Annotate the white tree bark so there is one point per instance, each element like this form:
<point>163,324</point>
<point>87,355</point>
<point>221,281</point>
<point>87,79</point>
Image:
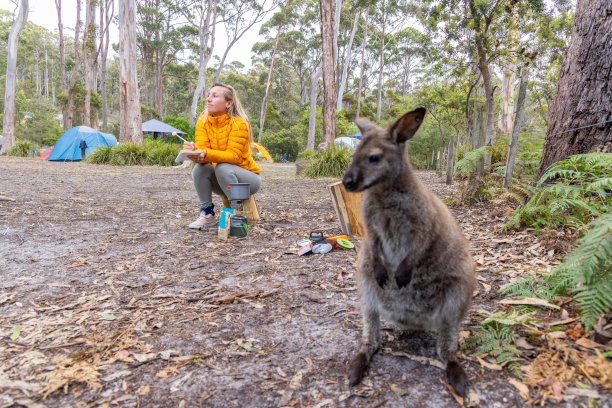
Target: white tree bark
<point>312,119</point>
<point>206,34</point>
<point>363,44</point>
<point>349,57</point>
<point>516,128</point>
<point>129,94</point>
<point>8,124</point>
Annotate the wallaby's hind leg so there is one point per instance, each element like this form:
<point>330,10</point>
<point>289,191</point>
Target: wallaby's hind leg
<point>447,350</point>
<point>370,338</point>
<point>369,344</point>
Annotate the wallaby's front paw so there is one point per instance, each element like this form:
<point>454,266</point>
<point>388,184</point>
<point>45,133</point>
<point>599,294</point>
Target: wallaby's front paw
<point>357,369</point>
<point>457,378</point>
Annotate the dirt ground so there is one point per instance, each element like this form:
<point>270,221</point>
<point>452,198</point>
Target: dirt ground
<point>109,300</point>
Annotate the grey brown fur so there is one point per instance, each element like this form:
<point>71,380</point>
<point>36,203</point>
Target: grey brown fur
<point>414,266</point>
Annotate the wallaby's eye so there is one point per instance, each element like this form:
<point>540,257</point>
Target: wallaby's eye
<point>374,158</point>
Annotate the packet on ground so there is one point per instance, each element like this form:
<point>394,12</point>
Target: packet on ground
<point>184,155</point>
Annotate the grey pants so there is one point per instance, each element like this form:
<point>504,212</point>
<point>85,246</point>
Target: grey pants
<point>207,179</point>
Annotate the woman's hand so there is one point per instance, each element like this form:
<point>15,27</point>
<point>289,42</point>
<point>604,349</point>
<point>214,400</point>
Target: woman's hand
<point>188,146</point>
<point>198,158</point>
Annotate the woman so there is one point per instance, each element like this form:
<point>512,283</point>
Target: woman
<point>224,134</point>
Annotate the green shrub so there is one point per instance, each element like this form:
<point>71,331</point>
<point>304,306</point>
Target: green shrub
<point>585,273</point>
<point>569,194</point>
<point>128,154</point>
<point>160,153</point>
<point>21,149</point>
<point>101,155</point>
<point>331,162</point>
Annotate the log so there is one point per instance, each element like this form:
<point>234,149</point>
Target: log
<point>250,209</point>
<point>348,209</point>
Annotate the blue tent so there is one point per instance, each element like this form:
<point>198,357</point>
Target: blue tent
<point>68,147</point>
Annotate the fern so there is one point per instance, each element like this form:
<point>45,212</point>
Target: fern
<point>469,163</point>
<point>496,338</point>
<point>581,191</point>
<point>586,271</point>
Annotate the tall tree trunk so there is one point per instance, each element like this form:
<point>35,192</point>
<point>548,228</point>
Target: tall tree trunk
<point>449,163</point>
<point>506,114</point>
<point>60,27</point>
<point>206,33</point>
<point>483,65</point>
<point>327,36</point>
<point>381,69</point>
<point>105,18</point>
<point>312,119</point>
<point>337,11</point>
<point>74,75</point>
<point>349,58</point>
<point>89,45</point>
<point>581,114</point>
<point>516,127</point>
<point>363,44</point>
<point>264,103</point>
<point>8,124</point>
<point>129,95</point>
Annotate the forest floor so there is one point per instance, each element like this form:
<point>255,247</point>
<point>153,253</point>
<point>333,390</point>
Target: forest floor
<point>109,300</point>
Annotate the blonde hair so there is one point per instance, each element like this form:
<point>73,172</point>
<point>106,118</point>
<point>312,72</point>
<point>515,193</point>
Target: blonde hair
<point>235,110</point>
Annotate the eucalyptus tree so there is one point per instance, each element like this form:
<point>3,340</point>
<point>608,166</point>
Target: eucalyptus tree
<point>278,20</point>
<point>8,122</point>
<point>129,99</point>
<point>162,35</point>
<point>238,17</point>
<point>201,14</point>
<point>480,30</point>
<point>580,118</point>
<point>327,58</point>
<point>388,17</point>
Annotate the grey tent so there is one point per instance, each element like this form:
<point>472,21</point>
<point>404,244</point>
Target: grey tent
<point>158,128</point>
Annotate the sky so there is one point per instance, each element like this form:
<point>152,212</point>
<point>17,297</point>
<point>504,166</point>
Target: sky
<point>44,13</point>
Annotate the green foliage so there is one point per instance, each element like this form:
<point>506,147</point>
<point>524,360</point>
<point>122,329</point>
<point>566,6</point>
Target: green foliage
<point>495,336</point>
<point>181,124</point>
<point>22,149</point>
<point>331,162</point>
<point>102,155</point>
<point>585,273</point>
<point>579,192</point>
<point>469,164</point>
<point>161,153</point>
<point>152,152</point>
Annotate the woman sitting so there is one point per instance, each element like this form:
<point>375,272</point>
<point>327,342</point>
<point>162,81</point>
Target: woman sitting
<point>224,134</point>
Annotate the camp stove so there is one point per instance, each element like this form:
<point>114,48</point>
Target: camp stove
<point>238,193</point>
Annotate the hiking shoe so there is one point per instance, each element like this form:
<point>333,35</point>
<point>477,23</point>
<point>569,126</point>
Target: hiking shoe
<point>204,220</point>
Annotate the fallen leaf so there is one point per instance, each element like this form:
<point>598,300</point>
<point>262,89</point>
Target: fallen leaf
<point>488,365</point>
<point>167,372</point>
<point>16,332</point>
<point>529,301</point>
<point>590,344</point>
<point>397,389</point>
<point>522,388</point>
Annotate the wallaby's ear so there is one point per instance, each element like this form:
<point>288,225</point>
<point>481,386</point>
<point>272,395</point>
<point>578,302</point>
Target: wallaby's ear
<point>363,124</point>
<point>406,126</point>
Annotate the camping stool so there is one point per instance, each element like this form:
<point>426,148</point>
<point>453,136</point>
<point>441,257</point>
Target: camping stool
<point>249,207</point>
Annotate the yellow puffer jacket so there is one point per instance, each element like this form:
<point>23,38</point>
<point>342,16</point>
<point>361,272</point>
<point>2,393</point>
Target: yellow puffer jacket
<point>226,140</point>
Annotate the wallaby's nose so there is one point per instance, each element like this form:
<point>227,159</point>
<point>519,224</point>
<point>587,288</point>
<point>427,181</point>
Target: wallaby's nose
<point>350,184</point>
|---|
== What to produce ==
Reproduce exactly the stretch of the material above that starts at the line with "Target: wallaby's front paw" and ends at the line with "Annotate the green shrub", both included, and nothing else.

== Output for this task ==
Target: wallaby's front paw
<point>357,369</point>
<point>457,378</point>
Annotate the dirt ground so there is one point per instance, each element like this form:
<point>270,221</point>
<point>452,198</point>
Target: dirt ground
<point>109,300</point>
Annotate the grey brown fur so there is one point per instance, each element like this form:
<point>71,380</point>
<point>36,203</point>
Target: grey brown fur
<point>414,266</point>
Annotate the wallaby's eye so there is one point per instance, each element like this form:
<point>540,257</point>
Target: wallaby's eye
<point>374,158</point>
Annotate the packet on ground so there is one point per instance, each element like this form:
<point>394,12</point>
Target: packet on ground
<point>184,155</point>
Annotate the grey pants so there is one point per instance, each element like this form:
<point>504,212</point>
<point>85,246</point>
Target: grey pants
<point>207,179</point>
Annotate the woman's hand so there is one point per instance, each element like this form:
<point>15,27</point>
<point>289,42</point>
<point>604,349</point>
<point>214,400</point>
Target: woman's hand
<point>188,146</point>
<point>198,158</point>
Annotate the woman so there is one point per instance, each element like this form:
<point>512,283</point>
Target: woman
<point>224,134</point>
Annotate the green shrub so there is one point per instance, each element like this form:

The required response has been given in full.